----- READING PASSAGE -----

US12347634B2ActiveUtilityA1

Circuit breaker comprising an improved gas flow management

49
Assignee: GENERAL ELECTRIC TECHNOLOGY GMBHPriority: Oct 15, 2020Filed: Oct 12, 2021Granted: Jul 1, 2025
Est. expiryOct 15, 2040(~14.3 yrs left)· nominal 20-yr term from priority
H01H 33/74H01H 33/7023
49
PatentIndex Score
0
Cited by
17
References
11
Claims

Abstract

A high-voltage circuit breaker. The high voltage circuit breaker filled with insulating gas having a main axis A, including arcing contacts and an insulating nozzle, wherein an insulating gas flowing from a storage chamber and heated by an electric arc between the two arcing contacts is partitioned into a first gas flow and a second gas flow conducted outside of the insulating nozzle from opposite directions toward a main gas chamber, wherein the first gas flow flows through a first intermediary gas chamber and the second gas flow flows through a second intermediary gas chamber and is partitioned in a first portion directed to the main gas chamber and a second portion directed to an exhaust gas chamber, characterized in that the first portion of the second gas flow is smaller than the second portion of the second gas flow.

-----

● STATED TASK A
Repeat the circuit breaker patent page word for word, beginning at the words "A high-voltage circuit" and stopping after "second gas flow.".
● STATED TASK B
Return every line of the records that contains the string "blue".

----- MATERIAL SHOWN -----

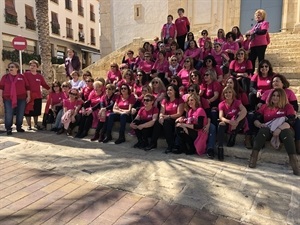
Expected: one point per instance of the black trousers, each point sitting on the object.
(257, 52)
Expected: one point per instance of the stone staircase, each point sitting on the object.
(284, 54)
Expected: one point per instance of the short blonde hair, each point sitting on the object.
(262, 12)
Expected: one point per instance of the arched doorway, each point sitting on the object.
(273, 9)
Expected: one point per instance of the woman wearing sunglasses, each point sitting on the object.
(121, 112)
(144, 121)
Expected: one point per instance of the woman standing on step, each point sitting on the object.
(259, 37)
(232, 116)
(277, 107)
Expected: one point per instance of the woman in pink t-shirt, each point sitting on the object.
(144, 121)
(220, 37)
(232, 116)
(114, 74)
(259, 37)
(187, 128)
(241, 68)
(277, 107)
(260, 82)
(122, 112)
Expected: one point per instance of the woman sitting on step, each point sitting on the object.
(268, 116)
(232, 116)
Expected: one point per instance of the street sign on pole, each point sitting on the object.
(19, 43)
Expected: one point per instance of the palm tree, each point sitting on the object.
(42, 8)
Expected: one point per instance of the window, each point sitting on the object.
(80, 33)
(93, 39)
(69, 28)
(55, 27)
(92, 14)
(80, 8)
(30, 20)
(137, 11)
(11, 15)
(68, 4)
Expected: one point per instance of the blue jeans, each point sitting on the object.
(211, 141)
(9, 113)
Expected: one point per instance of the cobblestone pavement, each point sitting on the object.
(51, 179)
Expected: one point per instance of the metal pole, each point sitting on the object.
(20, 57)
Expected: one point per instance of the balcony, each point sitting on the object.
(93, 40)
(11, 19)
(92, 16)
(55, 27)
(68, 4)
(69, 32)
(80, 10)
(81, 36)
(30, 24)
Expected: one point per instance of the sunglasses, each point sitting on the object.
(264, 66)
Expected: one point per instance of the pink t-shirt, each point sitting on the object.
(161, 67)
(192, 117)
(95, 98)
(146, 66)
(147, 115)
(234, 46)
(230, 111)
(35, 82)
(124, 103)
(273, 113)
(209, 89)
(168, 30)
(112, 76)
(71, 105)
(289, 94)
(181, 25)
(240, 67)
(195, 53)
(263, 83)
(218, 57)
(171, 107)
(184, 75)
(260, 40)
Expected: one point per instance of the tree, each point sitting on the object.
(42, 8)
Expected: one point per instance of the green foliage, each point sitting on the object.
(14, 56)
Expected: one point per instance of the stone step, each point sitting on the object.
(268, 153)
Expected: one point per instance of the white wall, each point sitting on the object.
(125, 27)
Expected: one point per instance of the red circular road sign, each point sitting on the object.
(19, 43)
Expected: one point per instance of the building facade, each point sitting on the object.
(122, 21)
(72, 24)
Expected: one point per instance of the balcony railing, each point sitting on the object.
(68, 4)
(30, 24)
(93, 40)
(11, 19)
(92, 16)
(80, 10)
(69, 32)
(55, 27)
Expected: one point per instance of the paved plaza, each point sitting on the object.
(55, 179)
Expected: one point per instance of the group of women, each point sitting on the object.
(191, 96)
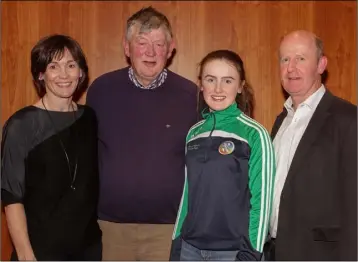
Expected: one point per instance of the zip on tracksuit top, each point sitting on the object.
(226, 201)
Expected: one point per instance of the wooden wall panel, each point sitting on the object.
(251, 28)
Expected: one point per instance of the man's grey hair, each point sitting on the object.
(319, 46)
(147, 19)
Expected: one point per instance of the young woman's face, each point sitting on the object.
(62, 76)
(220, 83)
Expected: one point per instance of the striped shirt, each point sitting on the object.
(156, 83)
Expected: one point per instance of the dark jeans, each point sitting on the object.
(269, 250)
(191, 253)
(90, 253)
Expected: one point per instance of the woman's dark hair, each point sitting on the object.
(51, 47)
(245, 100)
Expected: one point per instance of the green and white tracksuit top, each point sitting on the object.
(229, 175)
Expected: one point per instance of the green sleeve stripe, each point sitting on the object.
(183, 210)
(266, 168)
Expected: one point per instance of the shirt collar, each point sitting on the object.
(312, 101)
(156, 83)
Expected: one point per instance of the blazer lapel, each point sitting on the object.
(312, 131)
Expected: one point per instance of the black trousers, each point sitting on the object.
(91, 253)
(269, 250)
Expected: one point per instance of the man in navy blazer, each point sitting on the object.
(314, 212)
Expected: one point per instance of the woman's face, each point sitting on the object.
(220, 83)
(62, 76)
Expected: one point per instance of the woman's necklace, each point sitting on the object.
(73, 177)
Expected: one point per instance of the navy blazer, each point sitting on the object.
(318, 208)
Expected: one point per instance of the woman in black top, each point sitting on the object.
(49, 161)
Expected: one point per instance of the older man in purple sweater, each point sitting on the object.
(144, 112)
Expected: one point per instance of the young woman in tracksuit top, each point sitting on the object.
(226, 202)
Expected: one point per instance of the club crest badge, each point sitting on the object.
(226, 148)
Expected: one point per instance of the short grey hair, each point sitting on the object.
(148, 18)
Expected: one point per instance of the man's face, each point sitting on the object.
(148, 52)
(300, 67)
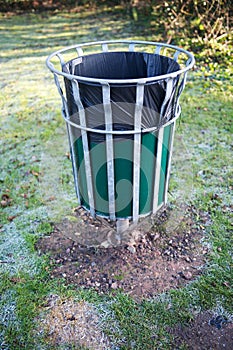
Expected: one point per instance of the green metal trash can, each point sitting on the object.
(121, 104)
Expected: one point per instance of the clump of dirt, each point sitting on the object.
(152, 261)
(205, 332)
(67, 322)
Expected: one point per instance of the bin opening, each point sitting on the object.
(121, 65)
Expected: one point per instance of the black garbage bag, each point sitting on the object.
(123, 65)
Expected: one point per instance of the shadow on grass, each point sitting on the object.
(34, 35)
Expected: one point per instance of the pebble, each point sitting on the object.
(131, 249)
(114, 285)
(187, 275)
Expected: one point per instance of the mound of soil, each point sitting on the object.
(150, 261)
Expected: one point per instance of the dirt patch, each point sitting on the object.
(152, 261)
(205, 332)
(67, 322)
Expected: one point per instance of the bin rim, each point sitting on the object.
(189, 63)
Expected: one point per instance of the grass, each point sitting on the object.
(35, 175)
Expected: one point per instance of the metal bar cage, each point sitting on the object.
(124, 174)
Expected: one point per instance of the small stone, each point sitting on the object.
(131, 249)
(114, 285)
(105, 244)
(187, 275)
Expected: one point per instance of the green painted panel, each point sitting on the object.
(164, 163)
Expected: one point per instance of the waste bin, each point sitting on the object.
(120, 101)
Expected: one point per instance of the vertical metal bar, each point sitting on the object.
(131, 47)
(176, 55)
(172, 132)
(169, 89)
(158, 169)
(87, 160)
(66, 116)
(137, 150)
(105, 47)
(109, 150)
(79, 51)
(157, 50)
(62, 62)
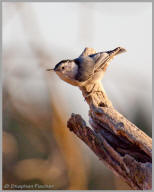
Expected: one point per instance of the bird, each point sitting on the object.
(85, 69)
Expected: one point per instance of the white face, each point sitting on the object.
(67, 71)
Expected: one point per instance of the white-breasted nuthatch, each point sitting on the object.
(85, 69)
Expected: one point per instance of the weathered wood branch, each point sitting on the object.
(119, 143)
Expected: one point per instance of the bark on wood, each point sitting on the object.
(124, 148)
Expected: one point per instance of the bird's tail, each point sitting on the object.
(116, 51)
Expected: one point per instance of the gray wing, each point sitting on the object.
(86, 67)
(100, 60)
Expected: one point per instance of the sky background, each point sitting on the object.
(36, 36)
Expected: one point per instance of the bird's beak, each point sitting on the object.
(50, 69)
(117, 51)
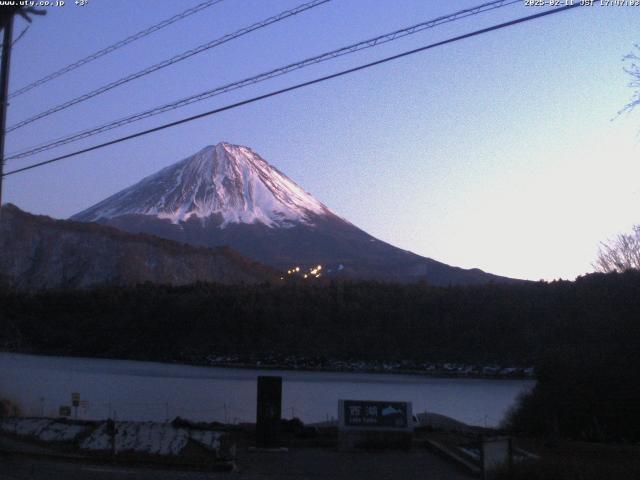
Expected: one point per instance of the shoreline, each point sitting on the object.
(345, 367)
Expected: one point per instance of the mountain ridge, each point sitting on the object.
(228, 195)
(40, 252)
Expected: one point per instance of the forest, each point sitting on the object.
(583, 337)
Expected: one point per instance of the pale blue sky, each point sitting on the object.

-----

● FULL ANSWER A
A high-voltage circuit breaker. The high voltage circuit breaker filled with insulating gas having a main axis A, including arcing contacts and an insulating nozzle, wherein an insulating gas flowing from a storage chamber and heated by an electric arc between the two arcing contacts is partitioned into a first gas flow and a second gas flow conducted outside of the insulating nozzle from opposite directions toward a main gas chamber, wherein the first gas flow flows through a first intermediary gas chamber and the second gas flow flows through a second intermediary gas chamber and is partitioned in a first portion directed to the main gas chamber and a second portion directed to an exhaust gas chamber, characterized in that the first portion of the second gas flow is smaller than the second portion of the second gas flow.

● FULL ANSWER B
Expected: one point per instance of the blue jeans, each point sitting on the object.
Expected: one point per instance of the pale blue sky, each point sitting on the object.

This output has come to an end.